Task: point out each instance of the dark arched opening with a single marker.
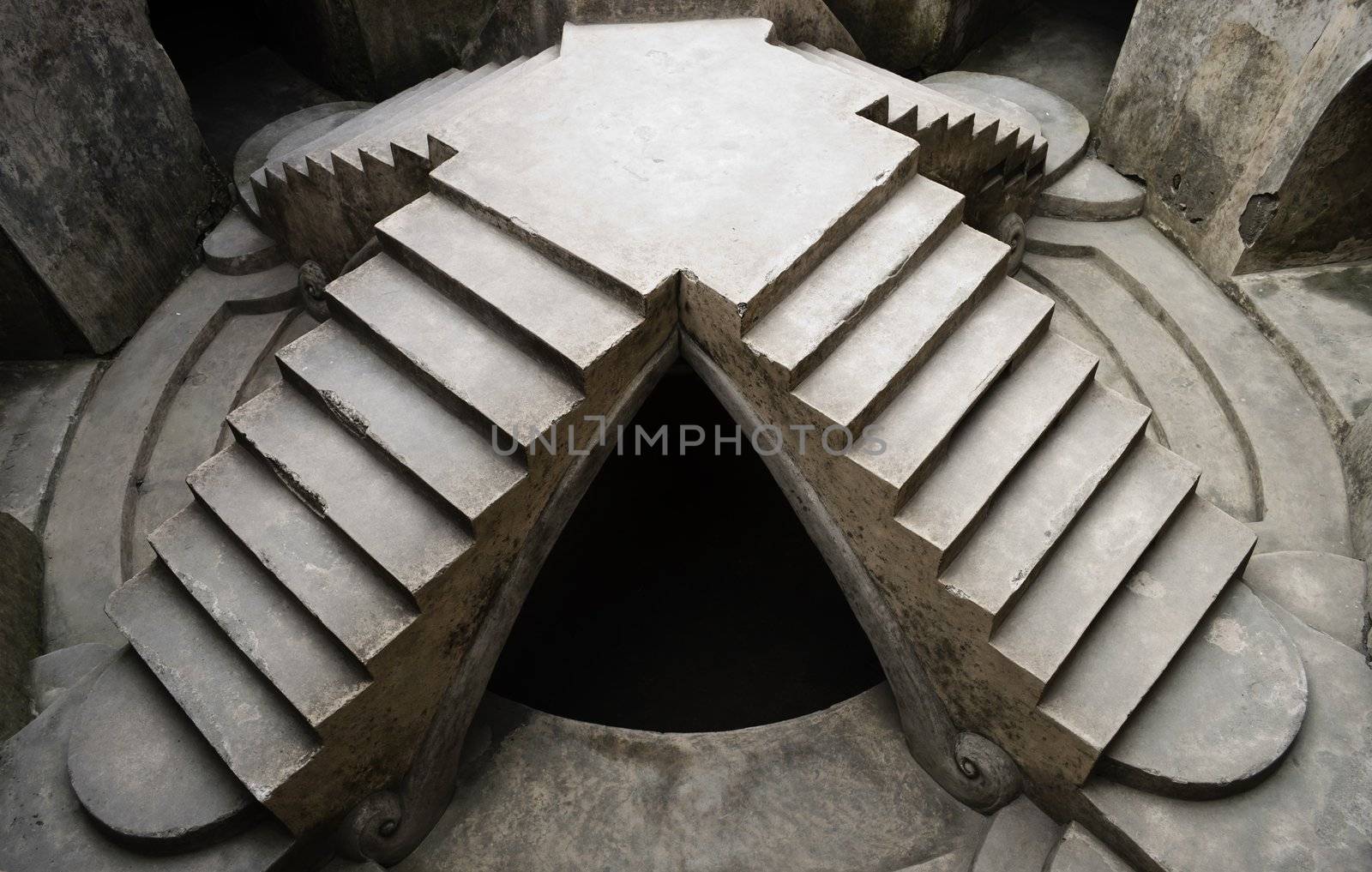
(1323, 210)
(685, 595)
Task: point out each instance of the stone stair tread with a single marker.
(882, 352)
(930, 102)
(994, 439)
(855, 277)
(261, 616)
(411, 132)
(376, 139)
(1245, 672)
(329, 574)
(441, 123)
(1147, 622)
(383, 405)
(343, 480)
(471, 361)
(1020, 839)
(948, 386)
(509, 280)
(1094, 558)
(1043, 496)
(317, 148)
(246, 720)
(375, 118)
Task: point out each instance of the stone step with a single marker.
(552, 313)
(1042, 499)
(381, 403)
(1081, 851)
(834, 298)
(370, 184)
(395, 162)
(902, 111)
(213, 682)
(1243, 671)
(398, 105)
(1092, 560)
(1146, 622)
(336, 475)
(390, 107)
(356, 599)
(486, 373)
(996, 334)
(992, 441)
(855, 382)
(962, 143)
(416, 139)
(264, 620)
(376, 140)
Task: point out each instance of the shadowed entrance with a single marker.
(683, 594)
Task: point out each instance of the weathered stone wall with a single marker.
(105, 181)
(925, 36)
(372, 48)
(528, 27)
(1225, 109)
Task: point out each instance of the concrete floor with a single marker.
(836, 789)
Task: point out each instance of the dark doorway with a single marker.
(683, 594)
---
* _The problem_: Arrange every line of the rows above as a Markdown table with two columns, Number and Line, skipping blank lines and leaving the picture out.

* _Written solution_:
| Number | Line |
|---|---|
| 1 | Task: point out each instance of the dark arched opening with a single marker. |
| 2 | (1323, 210) |
| 3 | (685, 595) |
| 4 | Task: point out each instance of the stone stair tread with a single marker. |
| 5 | (882, 352) |
| 6 | (930, 102) |
| 7 | (994, 439) |
| 8 | (855, 277) |
| 9 | (261, 616) |
| 10 | (411, 132) |
| 11 | (376, 139) |
| 12 | (1245, 672) |
| 13 | (329, 574) |
| 14 | (441, 123) |
| 15 | (1147, 622) |
| 16 | (383, 405) |
| 17 | (343, 480) |
| 18 | (471, 361) |
| 19 | (1020, 839) |
| 20 | (948, 386) |
| 21 | (509, 280) |
| 22 | (1094, 558) |
| 23 | (1043, 496) |
| 24 | (317, 148) |
| 25 | (246, 720) |
| 26 | (375, 118) |
| 27 | Task: point out each instance of the stone step with a single marker. |
| 28 | (552, 313) |
| 29 | (1042, 499) |
| 30 | (381, 403) |
| 31 | (1081, 851) |
| 32 | (834, 298) |
| 33 | (370, 184) |
| 34 | (395, 162) |
| 35 | (902, 111) |
| 36 | (213, 682) |
| 37 | (1243, 671) |
| 38 | (398, 105) |
| 39 | (1092, 560) |
| 40 | (1146, 622) |
| 41 | (336, 475) |
| 42 | (390, 107) |
| 43 | (356, 599) |
| 44 | (486, 373) |
| 45 | (996, 334) |
| 46 | (992, 441) |
| 47 | (855, 382) |
| 48 | (962, 143) |
| 49 | (416, 139) |
| 50 | (264, 620) |
| 51 | (376, 140) |
| 52 | Task: point out each instance of the shadowed entrance with a single marker. |
| 53 | (683, 594) |
| 54 | Task: point out each instance of the weathered stone wall with a single marker. |
| 55 | (105, 181) |
| 56 | (925, 36) |
| 57 | (372, 48) |
| 58 | (528, 27) |
| 59 | (1225, 109) |
| 60 | Task: point out each instance of the concrete floor with a single marker. |
| 61 | (836, 789) |
| 62 | Task: point out each instance of the dark doorway with a single marker. |
| 63 | (683, 594) |